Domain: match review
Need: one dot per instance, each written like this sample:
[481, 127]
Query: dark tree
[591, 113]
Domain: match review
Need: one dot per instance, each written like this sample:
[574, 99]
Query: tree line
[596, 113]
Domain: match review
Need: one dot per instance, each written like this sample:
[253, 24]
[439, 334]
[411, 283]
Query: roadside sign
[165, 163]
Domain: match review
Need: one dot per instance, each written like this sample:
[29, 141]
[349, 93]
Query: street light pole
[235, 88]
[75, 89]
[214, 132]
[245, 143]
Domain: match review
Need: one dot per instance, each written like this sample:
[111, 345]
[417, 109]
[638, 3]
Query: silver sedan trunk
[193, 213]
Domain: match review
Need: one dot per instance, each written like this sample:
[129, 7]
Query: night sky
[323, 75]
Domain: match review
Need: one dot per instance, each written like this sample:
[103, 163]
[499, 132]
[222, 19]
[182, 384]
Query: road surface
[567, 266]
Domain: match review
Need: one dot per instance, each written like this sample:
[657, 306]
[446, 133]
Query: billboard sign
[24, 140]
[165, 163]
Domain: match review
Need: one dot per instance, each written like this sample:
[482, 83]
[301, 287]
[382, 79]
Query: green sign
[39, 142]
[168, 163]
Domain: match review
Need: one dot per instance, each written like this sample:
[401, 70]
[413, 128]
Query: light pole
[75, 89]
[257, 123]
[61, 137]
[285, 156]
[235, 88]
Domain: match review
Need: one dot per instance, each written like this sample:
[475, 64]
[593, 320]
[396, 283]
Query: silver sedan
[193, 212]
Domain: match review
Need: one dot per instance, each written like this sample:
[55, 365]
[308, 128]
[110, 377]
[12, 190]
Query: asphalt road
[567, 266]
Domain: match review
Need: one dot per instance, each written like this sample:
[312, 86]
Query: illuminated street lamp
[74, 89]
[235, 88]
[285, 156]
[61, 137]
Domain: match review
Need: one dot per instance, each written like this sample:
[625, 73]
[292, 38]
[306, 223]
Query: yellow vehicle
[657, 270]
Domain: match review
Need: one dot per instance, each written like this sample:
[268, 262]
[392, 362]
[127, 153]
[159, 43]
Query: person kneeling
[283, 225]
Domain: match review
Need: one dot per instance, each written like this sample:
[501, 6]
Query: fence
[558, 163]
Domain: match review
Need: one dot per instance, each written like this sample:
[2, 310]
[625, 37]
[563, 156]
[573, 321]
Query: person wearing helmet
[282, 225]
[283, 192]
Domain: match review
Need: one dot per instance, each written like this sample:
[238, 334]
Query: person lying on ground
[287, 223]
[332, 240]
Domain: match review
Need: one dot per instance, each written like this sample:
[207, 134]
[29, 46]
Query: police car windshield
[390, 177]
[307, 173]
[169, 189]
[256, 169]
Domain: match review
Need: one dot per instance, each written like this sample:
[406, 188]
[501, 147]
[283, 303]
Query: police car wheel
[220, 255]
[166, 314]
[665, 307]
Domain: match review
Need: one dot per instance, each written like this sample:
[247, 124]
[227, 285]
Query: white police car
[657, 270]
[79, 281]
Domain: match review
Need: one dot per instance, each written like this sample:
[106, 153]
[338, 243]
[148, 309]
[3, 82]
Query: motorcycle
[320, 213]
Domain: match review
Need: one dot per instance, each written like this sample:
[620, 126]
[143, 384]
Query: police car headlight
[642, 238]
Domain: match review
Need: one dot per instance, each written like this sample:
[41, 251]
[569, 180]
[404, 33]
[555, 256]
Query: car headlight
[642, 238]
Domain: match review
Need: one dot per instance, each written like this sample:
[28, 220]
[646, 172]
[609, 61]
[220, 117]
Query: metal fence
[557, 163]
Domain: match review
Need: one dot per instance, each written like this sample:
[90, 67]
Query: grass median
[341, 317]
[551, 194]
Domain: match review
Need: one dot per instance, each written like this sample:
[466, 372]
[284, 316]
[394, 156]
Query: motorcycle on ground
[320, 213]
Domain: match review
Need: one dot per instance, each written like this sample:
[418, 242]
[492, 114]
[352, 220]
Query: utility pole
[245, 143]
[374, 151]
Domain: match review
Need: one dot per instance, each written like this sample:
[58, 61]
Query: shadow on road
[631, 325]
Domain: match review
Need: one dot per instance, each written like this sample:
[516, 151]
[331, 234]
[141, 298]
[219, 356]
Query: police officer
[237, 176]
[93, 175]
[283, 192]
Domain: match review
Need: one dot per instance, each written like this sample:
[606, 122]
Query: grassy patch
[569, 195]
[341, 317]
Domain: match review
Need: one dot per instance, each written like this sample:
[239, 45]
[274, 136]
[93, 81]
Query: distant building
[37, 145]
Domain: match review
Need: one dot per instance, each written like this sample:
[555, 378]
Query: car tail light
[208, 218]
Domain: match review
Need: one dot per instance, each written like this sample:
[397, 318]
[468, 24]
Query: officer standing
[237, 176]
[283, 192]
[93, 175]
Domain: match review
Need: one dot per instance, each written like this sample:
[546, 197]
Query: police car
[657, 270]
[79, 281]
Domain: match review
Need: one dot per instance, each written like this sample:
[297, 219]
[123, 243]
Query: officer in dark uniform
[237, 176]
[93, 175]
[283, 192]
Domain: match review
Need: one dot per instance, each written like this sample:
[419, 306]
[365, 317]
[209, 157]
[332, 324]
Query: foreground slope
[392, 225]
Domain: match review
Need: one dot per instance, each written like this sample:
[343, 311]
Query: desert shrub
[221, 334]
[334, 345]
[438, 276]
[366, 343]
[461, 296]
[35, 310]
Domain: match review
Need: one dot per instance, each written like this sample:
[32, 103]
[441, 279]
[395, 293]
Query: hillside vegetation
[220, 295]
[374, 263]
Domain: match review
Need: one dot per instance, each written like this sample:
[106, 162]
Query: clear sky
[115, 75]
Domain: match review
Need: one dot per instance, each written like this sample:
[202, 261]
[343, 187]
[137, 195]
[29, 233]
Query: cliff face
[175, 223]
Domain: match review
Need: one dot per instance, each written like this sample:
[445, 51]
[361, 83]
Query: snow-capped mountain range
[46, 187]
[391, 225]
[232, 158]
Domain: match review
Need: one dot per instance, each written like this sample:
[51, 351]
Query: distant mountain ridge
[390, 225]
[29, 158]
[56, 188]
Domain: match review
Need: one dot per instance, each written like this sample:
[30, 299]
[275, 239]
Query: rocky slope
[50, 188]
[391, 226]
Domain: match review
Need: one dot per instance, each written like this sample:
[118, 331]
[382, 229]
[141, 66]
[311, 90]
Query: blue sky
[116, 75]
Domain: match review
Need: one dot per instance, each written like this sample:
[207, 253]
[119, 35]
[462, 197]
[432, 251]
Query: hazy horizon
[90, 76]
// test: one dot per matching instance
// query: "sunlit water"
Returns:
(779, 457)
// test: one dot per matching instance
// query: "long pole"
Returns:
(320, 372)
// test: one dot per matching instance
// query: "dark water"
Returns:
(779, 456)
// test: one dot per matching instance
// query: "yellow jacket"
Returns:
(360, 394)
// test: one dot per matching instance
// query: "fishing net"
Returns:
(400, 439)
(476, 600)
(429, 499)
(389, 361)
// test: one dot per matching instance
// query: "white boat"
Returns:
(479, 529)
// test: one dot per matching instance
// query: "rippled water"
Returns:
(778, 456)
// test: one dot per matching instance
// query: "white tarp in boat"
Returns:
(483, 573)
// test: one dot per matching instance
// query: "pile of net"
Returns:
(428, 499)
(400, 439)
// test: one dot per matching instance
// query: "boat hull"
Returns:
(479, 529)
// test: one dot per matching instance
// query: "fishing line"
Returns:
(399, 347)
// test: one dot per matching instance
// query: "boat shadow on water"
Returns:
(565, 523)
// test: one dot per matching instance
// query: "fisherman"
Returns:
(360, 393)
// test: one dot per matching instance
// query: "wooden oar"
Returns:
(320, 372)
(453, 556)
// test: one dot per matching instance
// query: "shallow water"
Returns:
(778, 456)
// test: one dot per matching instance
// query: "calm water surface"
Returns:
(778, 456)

> **Your instructions**: Copy every line in the records above that contains the word "water".

> **Finished task**:
// query: "sunlit water"
// query: "dark water"
// query: "rippled water"
// query: "boat shadow on water"
// query: "shallow water"
// query: "calm water surface"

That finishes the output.